Request
Format the lines as a numbered list, from the first line through the line containing "box: [775, 76, 864, 144]", with both ends included. Omit blank lines and pictures.

****************

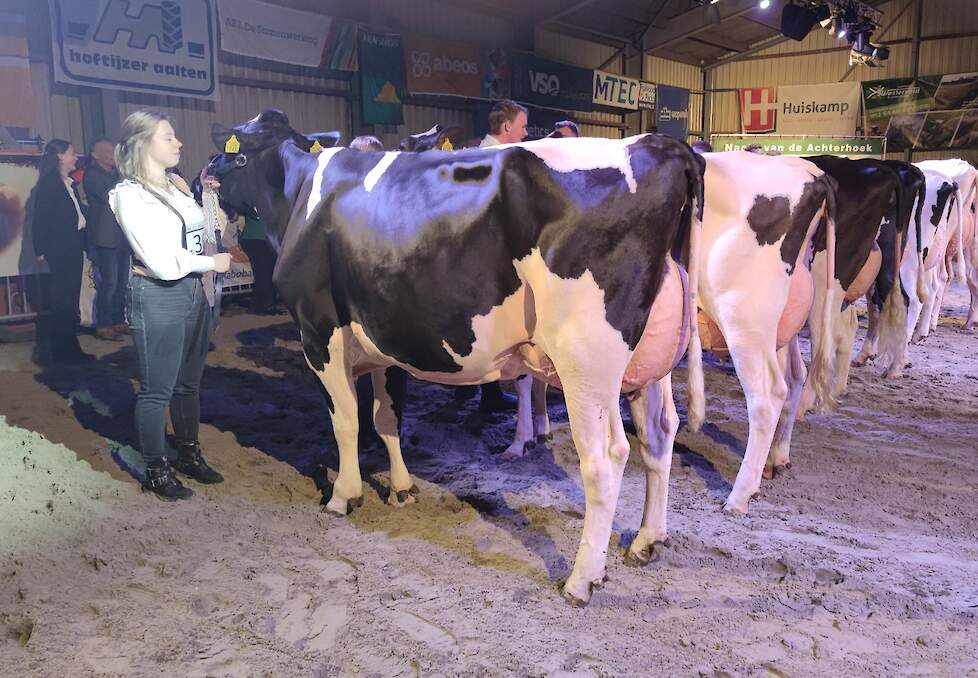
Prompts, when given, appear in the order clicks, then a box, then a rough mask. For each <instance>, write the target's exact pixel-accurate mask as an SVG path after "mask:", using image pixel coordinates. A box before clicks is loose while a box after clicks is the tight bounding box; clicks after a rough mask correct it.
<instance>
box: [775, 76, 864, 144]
mask: <svg viewBox="0 0 978 678" xmlns="http://www.w3.org/2000/svg"><path fill="white" fill-rule="evenodd" d="M861 94H862V90H861V89H860V87H859V83H858V82H840V83H829V84H825V85H792V86H782V87H778V104H777V111H778V115H777V127H776V129H777V134H826V135H840V136H847V135H848V136H851V135H853V134H855V133H856V124H857V123H858V121H859V100H860V98H861Z"/></svg>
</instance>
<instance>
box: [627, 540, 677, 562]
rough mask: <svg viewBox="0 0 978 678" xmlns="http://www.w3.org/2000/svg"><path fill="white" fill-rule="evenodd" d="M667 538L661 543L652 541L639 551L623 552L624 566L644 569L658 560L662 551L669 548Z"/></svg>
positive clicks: (632, 550)
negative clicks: (644, 567) (628, 566)
mask: <svg viewBox="0 0 978 678" xmlns="http://www.w3.org/2000/svg"><path fill="white" fill-rule="evenodd" d="M669 545H670V542H669V537H666V538H665V539H663V540H662V541H654V542H652V543H651V544H648V545H646V546H644V547H643V548H640V549H633V548H629V549H628V550H627V551H625V558H624V560H625V564H626V565H628V566H629V567H645V566H646V565H648V564H649V563H651V562H652V561H653V560H659V558H660V557H661V556H662V549H667V548H669Z"/></svg>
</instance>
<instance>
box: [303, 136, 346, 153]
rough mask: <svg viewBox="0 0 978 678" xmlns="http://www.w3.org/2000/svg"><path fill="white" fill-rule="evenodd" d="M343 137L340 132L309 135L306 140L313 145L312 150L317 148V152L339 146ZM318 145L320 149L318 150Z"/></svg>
mask: <svg viewBox="0 0 978 678" xmlns="http://www.w3.org/2000/svg"><path fill="white" fill-rule="evenodd" d="M342 136H343V135H342V134H341V133H340V132H317V133H316V134H307V135H306V139H308V140H309V143H310V144H311V146H310V150H312V149H313V148H315V149H316V150H317V151H321V150H323V149H324V148H332V147H333V146H335V145H336V144H338V143H339V142H340V138H342ZM317 145H318V148H316V146H317Z"/></svg>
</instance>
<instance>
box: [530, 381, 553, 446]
mask: <svg viewBox="0 0 978 678" xmlns="http://www.w3.org/2000/svg"><path fill="white" fill-rule="evenodd" d="M533 435H534V436H535V437H536V439H537V442H538V443H545V442H547V441H548V440H553V434H551V433H550V414H549V413H548V412H547V382H545V381H543V380H542V379H534V380H533Z"/></svg>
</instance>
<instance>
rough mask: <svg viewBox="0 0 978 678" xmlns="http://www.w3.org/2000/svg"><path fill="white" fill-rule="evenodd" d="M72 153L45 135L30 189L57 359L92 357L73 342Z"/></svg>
mask: <svg viewBox="0 0 978 678" xmlns="http://www.w3.org/2000/svg"><path fill="white" fill-rule="evenodd" d="M77 157H78V156H77V155H76V154H75V149H74V147H72V145H71V143H70V142H68V141H65V140H64V139H52V140H51V141H49V142H48V143H47V145H46V146H45V147H44V157H43V158H42V159H41V176H40V178H39V179H38V182H37V188H36V190H35V192H34V219H33V232H34V253H35V254H36V255H37V258H38V260H43V261H46V262H47V264H48V269H49V270H50V272H51V274H50V275H49V276H48V277H49V284H48V290H49V305H50V316H49V318H48V323H47V332H46V334H47V335H48V336H47V341H48V342H49V346H50V351H51V361H52V362H53V363H55V364H61V365H65V364H78V363H82V362H85V361H86V360H91V358H92V356H90V355H88V354H86V353H83V352H82V350H81V346H80V345H79V344H78V303H79V297H80V295H81V277H82V252H83V250H84V229H85V216H84V214H83V213H82V209H81V201H80V200H79V198H78V192H77V190H76V189H75V186H74V184H73V183H72V181H71V179H70V178H69V177H68V173H69V172H71V171H72V170H73V169H74V168H75V162H76V160H77ZM41 340H43V338H39V341H41Z"/></svg>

****************

Written reply
1. Prompts, when given, appear in the order clicks, then a box, then a rough mask. For each <instance>, write the target's exact pixel-accurate mask as an SVG path after "mask:", using image pixel coordinates. A box before clicks is loose while a box after clicks is the tight bounding box; clicks after a rough mask correct it.
2. <instance>
3. box: [775, 76, 864, 144]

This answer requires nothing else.